== Provided passage ==
= = = = =

Skip to content

Generation parameters

Daniil edited this page Sep 19, 2023 · 1 revision

Temporarily out of service

This guide explains the fine-tuning of generation settings for GPT models. In NeuroGPT, you can find them as follows: Settings >> Parameters.


temperature

In other words, the temperature. This parameter controls the diversity of the model's responses. A lower value makes the generation more deterministic and predictable, as it tends to choose the most probable words. A higher value makes the generation more random and creative, allowing the model to choose less probable words. A higher temperature can lead to incoherent and illogical responses. The default value is 1. When T>1, it gives more weight to less probable words than to probable ones.

top_p

The top-p parameter indicates how many words can be considered for choosing the next word in text generation. It limits the number of most probable words from which the model randomly selects. This helps create responses with different word variations. What is the difference from temperature? Top-p controls the size of the word pool from which the next word is chosen, while the temperature parameter regulates the diversity and randomness of word selection from that pool. The default value is 0.9.

n_choices

The n_choices parameter affects the number of generated alternative answer options. The default value is 1.

stop

In other words, stop. This is a way to tell the model when it should stop the generation. In this parameter, you can set specific stop words or phrases that, when encountered, the model should stop generating its response. This is useful when you want to control the length of the response or specify a stopping point.

= = = = =

== Tasks to carry out ==
A) For each statement about the generation parameters guide, answer yes or no and quote the words from the guide that decide it. (i) A higher temperature can produce incoherent responses. (ii) The default value of top_p is 0.5. (iii) The stop parameter can help control how long a response is.
B) According to the generation parameters guide, where are these settings found in NeuroGPT?
C) Carry on the generation parameters guide from its final sentence.
None of the lines after this point are needed.

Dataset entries
= = = = =

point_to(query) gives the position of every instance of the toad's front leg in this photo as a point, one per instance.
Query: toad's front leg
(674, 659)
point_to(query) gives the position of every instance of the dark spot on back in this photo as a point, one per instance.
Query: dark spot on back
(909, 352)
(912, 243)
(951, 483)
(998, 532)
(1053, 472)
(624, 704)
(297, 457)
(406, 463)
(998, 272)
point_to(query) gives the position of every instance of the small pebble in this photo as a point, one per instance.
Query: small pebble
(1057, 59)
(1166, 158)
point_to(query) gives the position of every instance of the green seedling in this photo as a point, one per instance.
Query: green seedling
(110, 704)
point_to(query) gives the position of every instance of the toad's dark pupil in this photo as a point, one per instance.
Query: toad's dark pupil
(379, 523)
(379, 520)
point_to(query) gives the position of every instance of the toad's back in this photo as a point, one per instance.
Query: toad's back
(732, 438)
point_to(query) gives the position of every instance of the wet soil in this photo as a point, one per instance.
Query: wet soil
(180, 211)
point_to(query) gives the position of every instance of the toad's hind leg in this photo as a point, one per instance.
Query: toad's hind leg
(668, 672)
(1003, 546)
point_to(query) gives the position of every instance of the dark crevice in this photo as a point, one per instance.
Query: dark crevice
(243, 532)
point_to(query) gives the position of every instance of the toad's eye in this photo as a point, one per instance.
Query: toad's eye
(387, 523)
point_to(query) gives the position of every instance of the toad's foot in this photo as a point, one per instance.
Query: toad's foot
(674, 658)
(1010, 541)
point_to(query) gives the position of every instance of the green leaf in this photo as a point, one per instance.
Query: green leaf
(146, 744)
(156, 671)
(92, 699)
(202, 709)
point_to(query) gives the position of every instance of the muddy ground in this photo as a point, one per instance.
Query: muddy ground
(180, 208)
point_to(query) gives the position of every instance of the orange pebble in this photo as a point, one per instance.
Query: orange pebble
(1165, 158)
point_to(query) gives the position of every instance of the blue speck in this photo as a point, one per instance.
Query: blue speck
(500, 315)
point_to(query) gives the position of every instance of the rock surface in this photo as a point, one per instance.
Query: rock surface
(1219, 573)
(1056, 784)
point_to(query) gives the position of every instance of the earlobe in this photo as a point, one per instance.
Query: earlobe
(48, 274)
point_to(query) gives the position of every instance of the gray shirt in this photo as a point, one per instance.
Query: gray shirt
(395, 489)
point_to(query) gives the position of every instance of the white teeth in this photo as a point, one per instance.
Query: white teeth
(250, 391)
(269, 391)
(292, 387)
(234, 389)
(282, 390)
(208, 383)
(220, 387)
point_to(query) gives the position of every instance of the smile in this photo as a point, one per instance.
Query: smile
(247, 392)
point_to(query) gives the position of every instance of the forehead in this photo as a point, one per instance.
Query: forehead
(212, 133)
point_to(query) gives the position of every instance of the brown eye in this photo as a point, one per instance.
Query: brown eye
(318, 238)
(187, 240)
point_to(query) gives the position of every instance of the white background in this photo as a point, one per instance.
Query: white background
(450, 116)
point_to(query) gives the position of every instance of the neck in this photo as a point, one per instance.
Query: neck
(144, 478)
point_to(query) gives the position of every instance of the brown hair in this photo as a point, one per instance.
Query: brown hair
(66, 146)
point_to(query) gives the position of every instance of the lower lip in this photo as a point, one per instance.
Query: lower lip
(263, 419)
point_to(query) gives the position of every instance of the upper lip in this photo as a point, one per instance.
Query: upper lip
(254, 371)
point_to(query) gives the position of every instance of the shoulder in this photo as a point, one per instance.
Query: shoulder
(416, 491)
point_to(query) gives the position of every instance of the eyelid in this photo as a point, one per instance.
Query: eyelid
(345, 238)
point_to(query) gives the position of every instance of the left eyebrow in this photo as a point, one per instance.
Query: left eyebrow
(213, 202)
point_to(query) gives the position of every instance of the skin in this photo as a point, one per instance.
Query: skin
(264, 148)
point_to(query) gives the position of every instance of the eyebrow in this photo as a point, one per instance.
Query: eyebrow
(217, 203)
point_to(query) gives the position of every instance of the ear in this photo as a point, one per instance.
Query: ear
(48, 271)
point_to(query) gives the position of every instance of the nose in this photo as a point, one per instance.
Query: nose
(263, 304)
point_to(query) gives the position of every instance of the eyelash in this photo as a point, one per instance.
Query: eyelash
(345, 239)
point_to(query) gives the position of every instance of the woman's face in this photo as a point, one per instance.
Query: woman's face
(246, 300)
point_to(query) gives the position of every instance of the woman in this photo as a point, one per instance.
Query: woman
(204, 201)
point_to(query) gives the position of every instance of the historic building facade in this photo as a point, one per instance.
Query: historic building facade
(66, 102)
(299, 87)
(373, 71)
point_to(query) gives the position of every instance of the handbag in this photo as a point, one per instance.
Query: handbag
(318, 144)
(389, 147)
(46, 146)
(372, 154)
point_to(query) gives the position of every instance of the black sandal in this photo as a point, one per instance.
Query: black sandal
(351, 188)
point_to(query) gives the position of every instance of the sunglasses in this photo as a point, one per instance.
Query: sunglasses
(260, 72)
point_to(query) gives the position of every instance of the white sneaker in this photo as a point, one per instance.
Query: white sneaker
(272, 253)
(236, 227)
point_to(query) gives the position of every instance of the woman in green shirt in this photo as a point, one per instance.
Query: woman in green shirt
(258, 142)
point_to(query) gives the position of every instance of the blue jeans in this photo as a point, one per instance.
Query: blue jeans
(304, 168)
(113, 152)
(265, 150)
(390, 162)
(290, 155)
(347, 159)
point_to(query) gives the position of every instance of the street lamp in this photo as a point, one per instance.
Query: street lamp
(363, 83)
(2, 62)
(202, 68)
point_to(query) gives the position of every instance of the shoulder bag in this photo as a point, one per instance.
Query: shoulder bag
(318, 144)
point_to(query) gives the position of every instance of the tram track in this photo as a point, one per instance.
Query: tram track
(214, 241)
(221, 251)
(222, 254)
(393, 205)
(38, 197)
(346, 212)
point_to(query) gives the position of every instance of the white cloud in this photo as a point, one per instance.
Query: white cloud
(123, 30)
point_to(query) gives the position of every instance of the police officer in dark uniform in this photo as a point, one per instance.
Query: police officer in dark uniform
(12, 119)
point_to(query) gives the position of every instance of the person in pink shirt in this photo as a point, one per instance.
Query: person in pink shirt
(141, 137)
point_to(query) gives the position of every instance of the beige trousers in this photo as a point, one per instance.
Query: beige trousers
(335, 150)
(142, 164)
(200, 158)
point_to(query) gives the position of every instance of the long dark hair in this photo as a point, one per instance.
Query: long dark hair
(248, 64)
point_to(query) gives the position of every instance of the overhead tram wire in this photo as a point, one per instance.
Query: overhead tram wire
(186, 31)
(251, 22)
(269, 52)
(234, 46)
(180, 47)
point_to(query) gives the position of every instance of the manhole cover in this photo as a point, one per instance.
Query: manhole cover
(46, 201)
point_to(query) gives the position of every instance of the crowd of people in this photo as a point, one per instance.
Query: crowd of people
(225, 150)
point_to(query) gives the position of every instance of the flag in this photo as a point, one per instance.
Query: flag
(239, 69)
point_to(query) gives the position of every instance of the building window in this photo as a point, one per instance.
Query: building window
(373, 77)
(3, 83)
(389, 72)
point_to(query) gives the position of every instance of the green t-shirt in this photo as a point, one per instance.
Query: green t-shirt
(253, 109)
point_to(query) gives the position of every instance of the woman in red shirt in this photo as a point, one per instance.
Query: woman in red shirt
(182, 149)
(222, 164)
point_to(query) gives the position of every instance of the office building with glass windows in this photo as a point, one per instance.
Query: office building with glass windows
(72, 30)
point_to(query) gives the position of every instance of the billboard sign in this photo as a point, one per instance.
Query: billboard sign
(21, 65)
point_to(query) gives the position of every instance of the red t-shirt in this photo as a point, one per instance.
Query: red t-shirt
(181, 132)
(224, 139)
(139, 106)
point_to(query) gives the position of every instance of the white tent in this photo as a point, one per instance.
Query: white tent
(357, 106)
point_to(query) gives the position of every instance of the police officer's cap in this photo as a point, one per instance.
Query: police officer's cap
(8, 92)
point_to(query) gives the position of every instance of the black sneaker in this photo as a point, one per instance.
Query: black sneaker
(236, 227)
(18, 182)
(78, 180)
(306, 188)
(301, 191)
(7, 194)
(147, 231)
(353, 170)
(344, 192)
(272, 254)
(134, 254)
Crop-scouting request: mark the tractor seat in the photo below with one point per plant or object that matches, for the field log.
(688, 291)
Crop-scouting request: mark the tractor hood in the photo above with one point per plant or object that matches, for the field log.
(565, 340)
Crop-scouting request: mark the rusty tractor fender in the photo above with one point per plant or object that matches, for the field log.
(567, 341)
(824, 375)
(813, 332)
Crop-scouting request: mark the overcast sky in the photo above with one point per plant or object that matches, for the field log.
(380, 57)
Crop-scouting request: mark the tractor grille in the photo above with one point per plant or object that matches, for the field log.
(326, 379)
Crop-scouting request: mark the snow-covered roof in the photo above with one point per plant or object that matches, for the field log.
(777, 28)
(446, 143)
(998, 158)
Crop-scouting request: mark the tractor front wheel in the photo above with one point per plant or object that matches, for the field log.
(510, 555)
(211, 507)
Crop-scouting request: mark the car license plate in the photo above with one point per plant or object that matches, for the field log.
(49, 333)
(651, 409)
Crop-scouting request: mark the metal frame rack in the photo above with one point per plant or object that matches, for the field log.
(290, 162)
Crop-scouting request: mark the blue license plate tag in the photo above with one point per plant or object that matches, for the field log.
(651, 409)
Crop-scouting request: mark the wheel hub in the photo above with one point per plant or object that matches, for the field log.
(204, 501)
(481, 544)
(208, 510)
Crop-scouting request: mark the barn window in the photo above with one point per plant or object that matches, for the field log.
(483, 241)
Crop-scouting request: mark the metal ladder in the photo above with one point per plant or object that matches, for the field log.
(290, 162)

= = = = =

== Task answers ==
A)
(i) Yes: "A higher temperature can lead to incoherent and illogical responses."
(ii) No: "The default value is 0.9."
(iii) Yes: "This is useful when you want to control the length of the response or specify a stopping point."

B) Under Settings >> Parameters.

C)
max_context

This parameter controls the maximum number of tokens you want to include in the dialogue context. A token is a unit used to tokenize text into words and punctuation marks. For example, max_context = 3000 means that the model will "remember" only the last 3000 tokens and use them for generating a response. It is important to note that if you have chosen gpt-3.5-turbo, its maximum context is 4097, so even if you specify max_context = 10000, the maximum context will still be 4097.

max_generations

This parameter determines the maximum length of generated tokens. If a long and informative response is required, you should increase this value, but keep in mind that longer responses may increase the API call execution time.

presence_penalty

Changing this parameter affects the likelihood of the model repeating words or phrases in its responses. Increasing the value of this parameter reduces the likelihood of repetitions, while decreasing the value allows for more repetitions to be used.

frequency_penalty

This parameter determines the degree to which the model prefers to use words or phrases that are more commonly encountered in the language. If the value of this parameter is higher, the model will be more inclined to use less common words. If the value is lower, preference will be given to more frequently occurring words.